Extract provided -
Start of Block

When learning something new, the first step we all go through is to figure out how this new thing relates to something we already know.
For example, if you’re learning a new language as an adult, you learn the parts of speech and words in relation to a language you already know. If you’re learning a programming language, you learn how the language is similar to one you know. If you don’t already know a programming language, you’re taught programming in terms of human language.
People are genetically programmed to look for patterns. We see faces on Mars, objects in clouds, sacred images on pieces of toast, personality traits in unique people that we assume are the same as traits exhibited by other people, and so on.
When learning new skills, our incredible pattern-recognition skills can save us time, or they can forever prevent us from actually understanding something. They become hang-ups.
But, if you could go through life treating every experience and new thing as completely different from everything else, you’d likely be overwhelmed and confused. At the same time, if you don’t allow for the possibility that everything is new and unique, you’ll likely only ever understand very few things.

End of Block

Information supplied -
Start of Block

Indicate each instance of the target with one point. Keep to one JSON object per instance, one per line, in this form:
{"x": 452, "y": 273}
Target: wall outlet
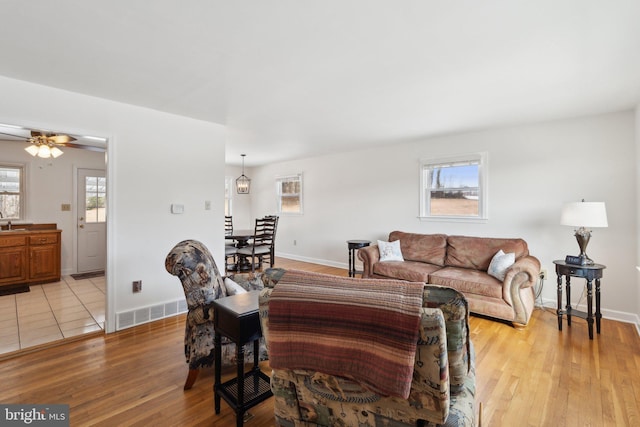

End of Block

Directions -
1 - In the passage on learning and pattern recognition, what does someone who doesn't already know a programming language get taught programming in terms of?
2 - Pick up the passage on learning and pattern recognition after its final sentence and keep writing it.

Results in order -
1 - Human language.

2 -
Is it possible to really break out of our genetic programming that obsessively tries to figure out how this person is just like that person, or that a new place we visit is just like an old place we know, or that something “tastes like chicken”? Do we benefit from being able to describe new knowledge in terms of itself, rather than in terms of other things we know? Is that even possible?
MalcolmĀ Forbes said that “Education’s purpose is to replace an empty mind with an open one.” The question many of our adult students struggle with is how to become educated on something new when their heads are so full of old patterns and information. To put it in terms of half-baked equations:
childhood education = empty mind + new information
adult education = old patterns + new information
Can you recognize the patterns stuck in your mind that may be holding you back from learning new things?